Saved entries
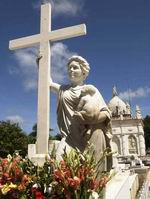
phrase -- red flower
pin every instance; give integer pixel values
(103, 181)
(58, 175)
(94, 184)
(74, 182)
(4, 162)
(38, 194)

**Description of the task**
Transcribe all the records above word for word, without their images.

**Written reply**
phrase -- red flower
pin every instance; give integer pixel values
(103, 181)
(58, 175)
(94, 184)
(74, 182)
(4, 162)
(38, 194)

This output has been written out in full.